* Begin Extracted records *

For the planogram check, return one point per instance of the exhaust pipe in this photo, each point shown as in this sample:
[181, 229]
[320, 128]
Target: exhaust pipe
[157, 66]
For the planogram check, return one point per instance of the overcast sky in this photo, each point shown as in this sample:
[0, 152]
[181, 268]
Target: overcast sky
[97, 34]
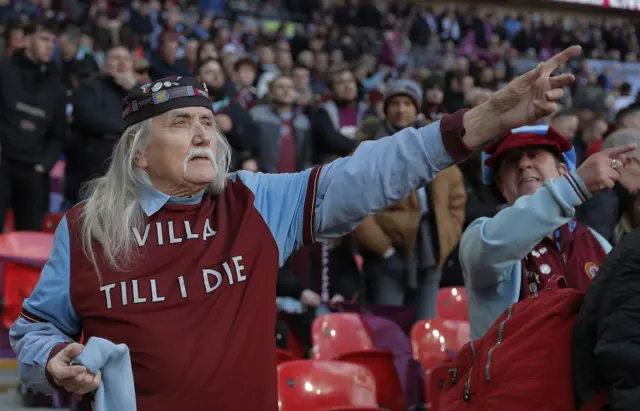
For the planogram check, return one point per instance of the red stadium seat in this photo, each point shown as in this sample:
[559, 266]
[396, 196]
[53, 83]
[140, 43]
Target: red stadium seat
[428, 345]
[434, 384]
[339, 333]
[8, 221]
[452, 304]
[23, 253]
[51, 221]
[19, 282]
[307, 385]
[283, 356]
[429, 334]
[381, 364]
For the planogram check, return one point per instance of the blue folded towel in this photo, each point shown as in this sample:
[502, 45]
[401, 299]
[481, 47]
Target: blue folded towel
[116, 391]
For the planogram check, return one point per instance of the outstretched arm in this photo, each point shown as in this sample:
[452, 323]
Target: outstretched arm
[329, 201]
[491, 246]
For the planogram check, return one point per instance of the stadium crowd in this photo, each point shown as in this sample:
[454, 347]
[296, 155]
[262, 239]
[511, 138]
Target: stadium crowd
[296, 84]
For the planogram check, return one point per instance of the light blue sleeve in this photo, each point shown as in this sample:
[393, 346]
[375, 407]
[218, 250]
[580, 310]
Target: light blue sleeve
[490, 247]
[280, 200]
[379, 174]
[47, 317]
[330, 201]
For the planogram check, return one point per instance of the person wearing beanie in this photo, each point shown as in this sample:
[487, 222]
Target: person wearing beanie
[405, 245]
[512, 255]
[176, 259]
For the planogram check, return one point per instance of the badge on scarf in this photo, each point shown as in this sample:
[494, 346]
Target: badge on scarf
[591, 269]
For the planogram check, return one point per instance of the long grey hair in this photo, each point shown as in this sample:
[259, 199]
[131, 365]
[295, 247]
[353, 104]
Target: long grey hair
[113, 208]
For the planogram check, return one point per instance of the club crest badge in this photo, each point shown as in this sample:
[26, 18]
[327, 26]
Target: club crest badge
[545, 269]
[591, 269]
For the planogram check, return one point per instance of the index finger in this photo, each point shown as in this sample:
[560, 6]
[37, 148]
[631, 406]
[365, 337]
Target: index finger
[64, 373]
[616, 151]
[562, 57]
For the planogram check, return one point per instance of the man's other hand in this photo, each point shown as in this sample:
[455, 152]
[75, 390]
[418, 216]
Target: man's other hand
[75, 379]
[601, 170]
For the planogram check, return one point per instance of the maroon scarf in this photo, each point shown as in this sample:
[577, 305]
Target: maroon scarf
[575, 254]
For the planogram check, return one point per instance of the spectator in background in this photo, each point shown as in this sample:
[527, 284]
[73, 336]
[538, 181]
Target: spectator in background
[565, 123]
[625, 99]
[13, 36]
[285, 147]
[301, 76]
[592, 136]
[285, 132]
[71, 51]
[432, 106]
[97, 122]
[233, 121]
[141, 68]
[246, 70]
[335, 122]
[405, 245]
[32, 126]
[629, 117]
[191, 55]
[167, 63]
[284, 65]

* End Extracted records *

Copy the lines of the listing above verbatim, from the line containing "of the man's" through the last line of the listing.

Correct output -
For the planogram check, return one point per instance of the man's other hand in this photo, each point shown as in this sample:
[455, 152]
[75, 390]
[418, 216]
Target: man's other hand
[75, 379]
[601, 170]
For the planogram check, return one point per instance of the maroon scarf in this photo, each point shown as in this sample:
[577, 305]
Target: maroon scarf
[575, 254]
For the planogram check, return one point per instance of the spectator in background in this photo, each point shown as in this sample:
[527, 284]
[73, 336]
[538, 181]
Target: spectator in background
[565, 123]
[625, 99]
[13, 36]
[285, 147]
[301, 76]
[592, 136]
[285, 132]
[71, 51]
[432, 106]
[97, 122]
[233, 121]
[141, 68]
[246, 70]
[335, 122]
[405, 245]
[32, 126]
[629, 117]
[191, 55]
[167, 63]
[284, 65]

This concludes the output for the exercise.